+++ Text
New Age Beliefs?


A blogging friend lists 21 characteristic beliefs defining that rather journalistic label “New Age”. Her question is, “How many of these do you agree with?” My answers are in italic.

The following are some common — though by no means universal — beliefs found among New Agers:*

  1. All humanity, indeed all life, everything in the universe, is spiritually interconnected, participating in the same energy. “God” is one name for this energy.

This is something I know because I’ve felt it, if only briefly.. It’s one of the basic principles of my new life. But I don’t feel any need to use the word “God” or even “energy”.

  1. Spiritual beings (e.g. angels, ascended masters, elementals, ghosts, and/or space aliens) exist, and will guide us, if we open ourselves to their guidance.

I do believe in angels, but in my own way, without the palaver of ascended masters and so forth. Angels in my view are a metaphor and a poetic way of expressing certain phenomena, which have a kind of aura, though I couldn’t express that in terms of any particular faculty of sense.

  1. The human mind has deep levels and vast powers, which are capable even of overriding physical reality. “You create your own reality.”

It may be the terminology used, but I don’t accept that we create our own reality, nor that the human mind has “has deep levels and vast powers”

  1. Nevertheless, this is subject to certain spiritual laws, such as the principle of cause and effect (karma).

Insofar as the “law of Karma” implies previous lives and reincarnation, I can’t accept this, as it implies a transmigration of soul without body.

  1. The individual has a purpose here on earth, in the present surroundings, because there is a lesson to learn. The most important lesson is love.

To say we have a purpose on earth is presumptuous. I’d saythat as humans we find ourselves obliged to make sense of our lives somehow. It’s easy to say that our purpose is love, without understanding. It’s easy to say something is beautiful, a flower or birdsong. None of this requires belief.

  1. Death is not the end. There is only life in different forms. What some refer to as an afterlife does not punish us but teaches us, perhaps through the mechanisms of reincarnation or near-death experiences.

“Death is not the end”. Presumptuous. I can’t believe it, see law of karma, above.

  1. Science and spirituality are ultimately harmonious. New discoveries in science (evolution, quantum mechanics), rightly understood, point to spiritual principles.

“Science and spirituality are ultimately harmonious.” One cannot say this. They are not ultimately anything, only as humanly defined categories.

  1. It shares with many major world religions the idea that Intuition or “divine guidance” is a more appropriate guide than rationalism, skepticism, or the scientific method. Western science wrongly neglects such things as parapsychology, meditation, and holistic health.

More appropriate? We need both.

  1. There exists a mystical core within all religions, Eastern and Western. Dogma and religious identity are not so important.
++++++
▸ Written problem A
According to the post on New Age beliefs, how many characteristic beliefs does the blogging friend list?
▸ Written problem B
Carry on the post about New Age beliefs from its final line, keeping its format and voice.
+++ Dataset excerpt
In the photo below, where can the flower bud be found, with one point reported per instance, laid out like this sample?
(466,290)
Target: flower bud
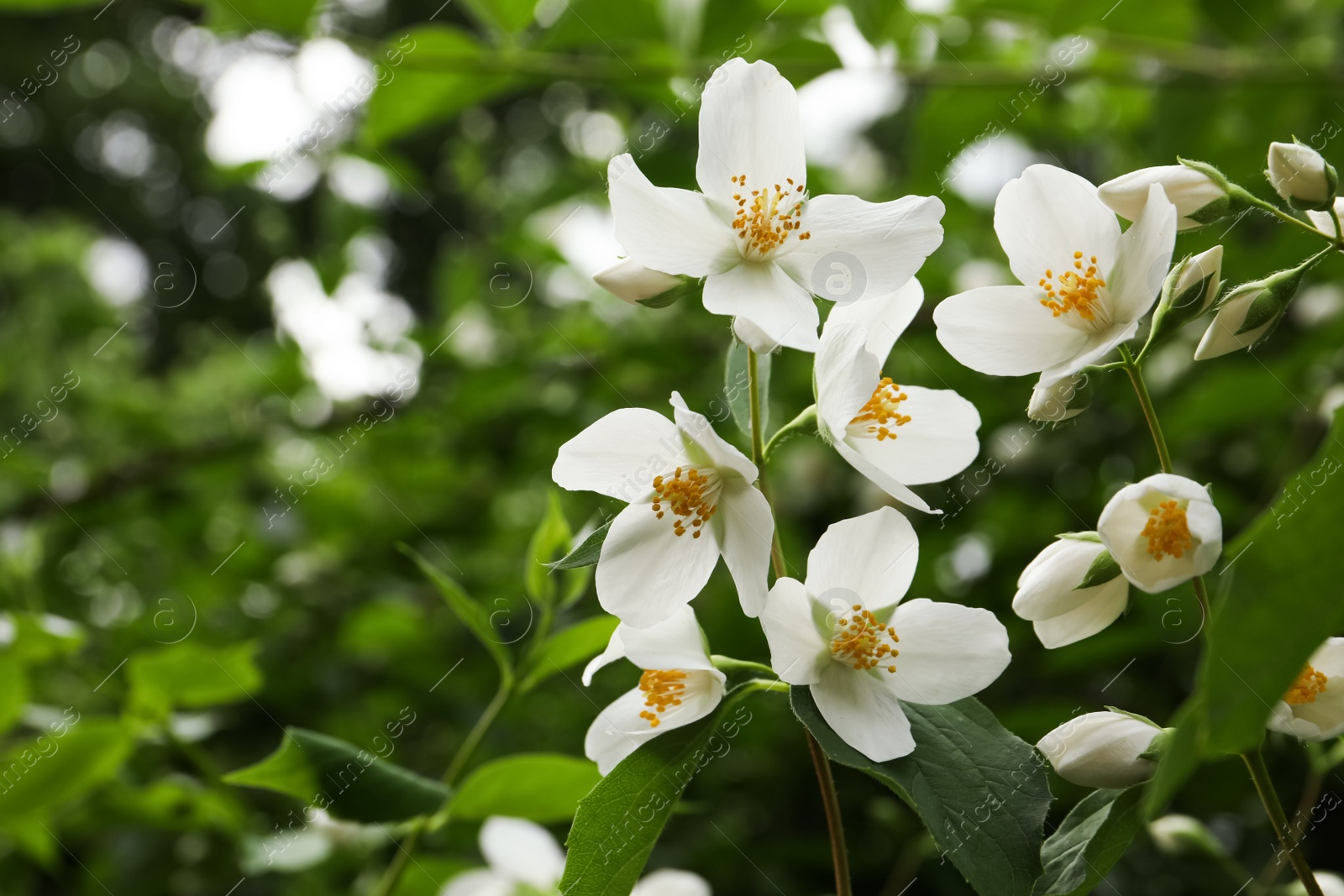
++++++
▸ Task answer A
21

▸ Task answer B
I’d say dogma and religious identity are what we don’t need.

  1. The Bible is considered by some, but not all, to be a wise and holy book. Many important truths are found in the Bible, or are referred to only very obliquely. Some say that Jesus was an Essene, or that he traveled to India in his youth to study Eastern religions. Others say that Jesus was a later avatar of Buddha.

I see it as a holy book. But people see in it what they want to see.

  1. Feminine forms of spirituality, including feminine images of the divine, such as the female Aeon Sophia in Gnosticism, are viewed as having been subordinated, masked, or obliterated by patriarchal movements that were widely practiced when sacred teachings were first committed to writing. A renaissance of the feminine is particularly appropriate at this time.

I acknowledge the importance of women mystics over the centuries.

  1. Ancient civilizations such as Atlantis may truly have existed, leaving behind certain relics and monuments (the Great Pyramid, Stonehenge) whose true nature has not been discovered by mainstream historians.

“True nature?” No.

  1. There are no coincidences (see Synchronicity). Everything around you has spiritual meaning, and spiritual lessons to teach you. You are meant to be here, and are always exactly where you need to be to learn from what confronts you.

There are certainly coincidences. To see spiritual meaning and learn from events is in the eye of the beholder. Or not

  1. The mind has hidden powers and abilities, which have a spiritual significance. Dreams and psychic experiences are ways in which our souls express themselves.

I don’t know what spiritual significance means. These things may help us know ourselves and what goes on below ordinary consciousness.

  1. Meditation, yoga, t’ai chi ch’üan, and other Eastern practices are valuable and worthwhile.

I did meditation for 30 years. I wonder if it did any good. It’s nice now I’ve stopped, and rejoined the rest of the world.

  1. The food you eat has an effect on your mind as well as your body. It is generally preferable to eat fresh organic vegetarian food.

It may be. I don’t know.

  1. Ultimately every interpersonal relationship has the potential to be a helpful experience in terms of our own growth.

I’d replace “relationship” with “encounter” and include nonpersonal encounters e.g. communing with the natural world.

  1. We learn about ourselves through our relationships with other people by getting to see what we need to work on ourselves and what strengths we bring to the other party in order to help them in their life.

I don’t speak this language of relationships which need healing.

  1. All our relationships are destined to be repeated until they are healed, if necessary over many lifetimes.

I don’t believe in multiple lifetimes. They imply soul survival while body turns to dust.

  1. As Souls seeking wholeness, our goal is eventually to learn to love everyone we come in contact with.

I don’t acknowledge the notion of an “eventual goal” or of “learning to love everyone we come in contact with.” All is Love. Connecting with it is the goal of this new moment.

  1. An appeal to the language of nature and mathematics, as evidenced by numerology in Kabbala, gnosticism etc., to discern the nature of god.

I have no interest in this.


* The list used to be on Wikipedia under Spirituality. I had to rescue it from the Internet Archive.

These were the comments

Rob: New Age stuff turns my stomach over. (Woolly thinking for sheep).

Fleming: Having seen your blog for the first time today, I’m reading it from the beginning. I can’t resist complimenting you on your blunt, witty comments on “New Age Beliefs”. Your skepticism—versus the insufferable credulity and wishful thinking of many New Agers—gives me even more confidence than I’d already gained in your sound judgment.

7 thoughts on “New Age Beliefs?”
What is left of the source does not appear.